→ **Provided entries**:
========================
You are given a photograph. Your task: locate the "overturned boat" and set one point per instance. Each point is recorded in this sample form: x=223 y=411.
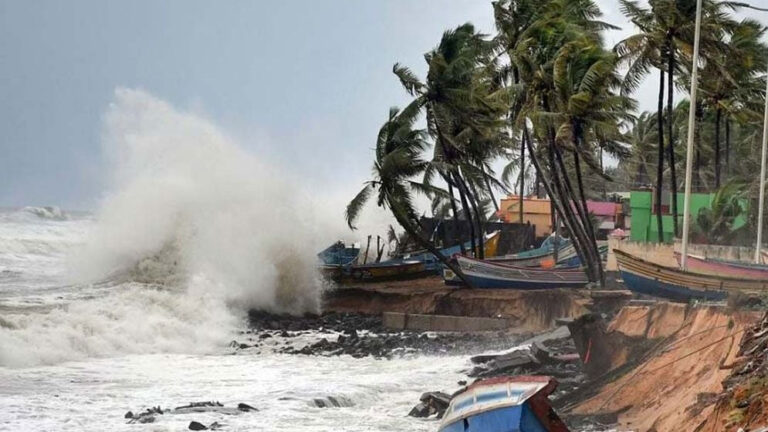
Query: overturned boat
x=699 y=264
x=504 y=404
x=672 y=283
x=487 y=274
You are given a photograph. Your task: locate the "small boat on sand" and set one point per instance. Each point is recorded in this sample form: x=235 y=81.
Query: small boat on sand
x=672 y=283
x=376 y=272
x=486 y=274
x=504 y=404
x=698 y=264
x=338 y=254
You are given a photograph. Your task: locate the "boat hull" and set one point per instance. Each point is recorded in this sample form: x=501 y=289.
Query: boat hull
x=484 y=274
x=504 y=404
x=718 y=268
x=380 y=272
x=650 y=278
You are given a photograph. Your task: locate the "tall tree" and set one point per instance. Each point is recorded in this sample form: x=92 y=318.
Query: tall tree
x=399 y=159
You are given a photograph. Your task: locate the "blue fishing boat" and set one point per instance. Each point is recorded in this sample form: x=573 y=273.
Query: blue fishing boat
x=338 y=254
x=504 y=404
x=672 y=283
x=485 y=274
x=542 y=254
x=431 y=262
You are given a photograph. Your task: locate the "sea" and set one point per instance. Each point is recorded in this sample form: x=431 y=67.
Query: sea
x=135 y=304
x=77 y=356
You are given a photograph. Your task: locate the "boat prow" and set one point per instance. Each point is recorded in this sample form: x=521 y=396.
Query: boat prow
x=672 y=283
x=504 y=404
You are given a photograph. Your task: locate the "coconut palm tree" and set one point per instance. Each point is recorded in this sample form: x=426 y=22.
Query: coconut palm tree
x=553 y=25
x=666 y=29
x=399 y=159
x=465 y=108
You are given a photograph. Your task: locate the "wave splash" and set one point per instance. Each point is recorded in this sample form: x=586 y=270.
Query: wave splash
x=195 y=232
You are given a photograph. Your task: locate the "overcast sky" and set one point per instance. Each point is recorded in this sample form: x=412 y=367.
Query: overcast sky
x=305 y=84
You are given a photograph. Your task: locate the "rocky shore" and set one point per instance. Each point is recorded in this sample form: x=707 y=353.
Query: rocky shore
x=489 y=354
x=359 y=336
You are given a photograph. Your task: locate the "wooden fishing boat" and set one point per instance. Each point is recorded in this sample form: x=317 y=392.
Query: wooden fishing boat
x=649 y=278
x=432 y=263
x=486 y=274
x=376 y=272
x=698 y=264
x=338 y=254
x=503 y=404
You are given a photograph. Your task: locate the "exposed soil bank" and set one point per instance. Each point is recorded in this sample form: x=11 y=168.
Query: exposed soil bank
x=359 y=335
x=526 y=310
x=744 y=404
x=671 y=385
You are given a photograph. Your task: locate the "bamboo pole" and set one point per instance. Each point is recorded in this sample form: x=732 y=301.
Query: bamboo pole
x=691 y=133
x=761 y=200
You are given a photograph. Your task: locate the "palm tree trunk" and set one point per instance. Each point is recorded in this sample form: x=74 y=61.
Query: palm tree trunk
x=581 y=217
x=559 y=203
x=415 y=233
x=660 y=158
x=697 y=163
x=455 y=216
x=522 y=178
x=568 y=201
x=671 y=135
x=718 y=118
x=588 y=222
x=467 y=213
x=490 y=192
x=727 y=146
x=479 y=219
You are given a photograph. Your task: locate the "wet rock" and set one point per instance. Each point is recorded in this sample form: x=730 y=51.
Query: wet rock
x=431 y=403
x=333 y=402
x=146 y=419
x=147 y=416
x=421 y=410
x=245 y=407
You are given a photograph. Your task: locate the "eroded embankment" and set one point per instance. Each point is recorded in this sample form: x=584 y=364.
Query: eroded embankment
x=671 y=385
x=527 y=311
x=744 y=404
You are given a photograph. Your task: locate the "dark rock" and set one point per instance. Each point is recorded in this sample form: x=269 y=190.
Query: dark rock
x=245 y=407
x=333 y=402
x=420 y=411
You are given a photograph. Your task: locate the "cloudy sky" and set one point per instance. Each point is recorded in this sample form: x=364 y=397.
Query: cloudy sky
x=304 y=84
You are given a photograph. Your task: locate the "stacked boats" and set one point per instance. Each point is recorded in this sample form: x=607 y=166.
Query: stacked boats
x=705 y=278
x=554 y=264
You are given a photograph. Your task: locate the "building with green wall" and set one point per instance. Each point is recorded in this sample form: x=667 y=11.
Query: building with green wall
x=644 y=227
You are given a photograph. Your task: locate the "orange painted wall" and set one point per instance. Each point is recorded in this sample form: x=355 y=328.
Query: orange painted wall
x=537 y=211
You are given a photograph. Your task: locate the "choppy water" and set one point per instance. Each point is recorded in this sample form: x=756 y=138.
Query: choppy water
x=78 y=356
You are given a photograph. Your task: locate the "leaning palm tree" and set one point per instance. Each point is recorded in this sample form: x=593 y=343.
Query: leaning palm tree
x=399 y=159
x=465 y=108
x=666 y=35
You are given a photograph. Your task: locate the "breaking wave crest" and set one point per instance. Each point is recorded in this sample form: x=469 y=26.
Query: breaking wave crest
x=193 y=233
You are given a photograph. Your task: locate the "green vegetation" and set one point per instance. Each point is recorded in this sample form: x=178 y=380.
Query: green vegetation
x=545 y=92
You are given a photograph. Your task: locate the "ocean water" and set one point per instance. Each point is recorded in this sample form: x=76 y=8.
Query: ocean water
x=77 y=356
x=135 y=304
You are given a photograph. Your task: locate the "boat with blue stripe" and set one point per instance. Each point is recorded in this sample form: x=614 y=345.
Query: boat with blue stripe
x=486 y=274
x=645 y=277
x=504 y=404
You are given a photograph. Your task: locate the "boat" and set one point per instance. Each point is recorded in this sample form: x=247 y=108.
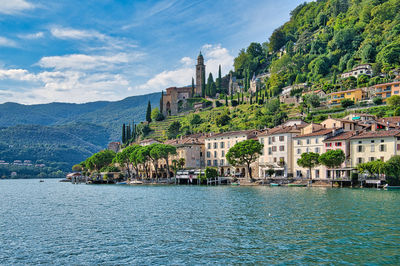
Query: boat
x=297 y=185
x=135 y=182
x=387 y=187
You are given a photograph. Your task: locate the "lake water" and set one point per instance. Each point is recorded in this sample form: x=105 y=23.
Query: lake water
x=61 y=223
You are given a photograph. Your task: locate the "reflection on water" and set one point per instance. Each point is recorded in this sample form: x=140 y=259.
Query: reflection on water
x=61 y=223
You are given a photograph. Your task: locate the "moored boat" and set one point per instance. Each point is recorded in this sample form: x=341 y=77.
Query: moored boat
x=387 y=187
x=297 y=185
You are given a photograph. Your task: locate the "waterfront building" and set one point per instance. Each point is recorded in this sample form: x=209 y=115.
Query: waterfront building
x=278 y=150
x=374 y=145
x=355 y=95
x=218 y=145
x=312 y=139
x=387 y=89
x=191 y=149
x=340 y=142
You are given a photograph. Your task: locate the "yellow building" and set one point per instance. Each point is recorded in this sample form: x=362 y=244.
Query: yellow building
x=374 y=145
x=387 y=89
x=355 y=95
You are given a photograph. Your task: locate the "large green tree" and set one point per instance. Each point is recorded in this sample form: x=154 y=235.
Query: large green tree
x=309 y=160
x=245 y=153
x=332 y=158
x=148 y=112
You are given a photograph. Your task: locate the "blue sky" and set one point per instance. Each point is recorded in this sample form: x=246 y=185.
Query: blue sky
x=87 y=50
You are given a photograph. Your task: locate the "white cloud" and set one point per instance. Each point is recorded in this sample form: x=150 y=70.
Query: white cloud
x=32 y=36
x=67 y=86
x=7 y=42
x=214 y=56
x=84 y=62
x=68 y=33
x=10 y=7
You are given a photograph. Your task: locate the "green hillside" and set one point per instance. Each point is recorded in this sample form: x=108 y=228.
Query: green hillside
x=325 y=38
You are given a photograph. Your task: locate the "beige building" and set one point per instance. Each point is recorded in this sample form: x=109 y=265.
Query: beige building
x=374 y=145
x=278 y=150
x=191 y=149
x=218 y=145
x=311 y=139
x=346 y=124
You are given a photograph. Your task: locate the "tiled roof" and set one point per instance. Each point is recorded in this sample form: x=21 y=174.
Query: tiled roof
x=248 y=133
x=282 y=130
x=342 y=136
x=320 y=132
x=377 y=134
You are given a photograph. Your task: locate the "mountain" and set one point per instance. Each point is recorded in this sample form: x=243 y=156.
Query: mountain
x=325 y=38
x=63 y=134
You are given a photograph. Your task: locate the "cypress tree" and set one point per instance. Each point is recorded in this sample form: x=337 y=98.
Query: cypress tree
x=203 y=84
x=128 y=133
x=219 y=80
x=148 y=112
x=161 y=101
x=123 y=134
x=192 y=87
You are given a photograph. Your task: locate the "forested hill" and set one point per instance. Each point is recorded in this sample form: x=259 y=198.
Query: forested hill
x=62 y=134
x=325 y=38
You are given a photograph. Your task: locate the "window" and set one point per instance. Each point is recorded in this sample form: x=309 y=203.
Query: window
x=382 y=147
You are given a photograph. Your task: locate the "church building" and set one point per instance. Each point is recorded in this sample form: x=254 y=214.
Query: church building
========================
→ **The task**:
Tell me how many lines in the data include "church", giving only the number.

→ **Reply to the exercise**:
2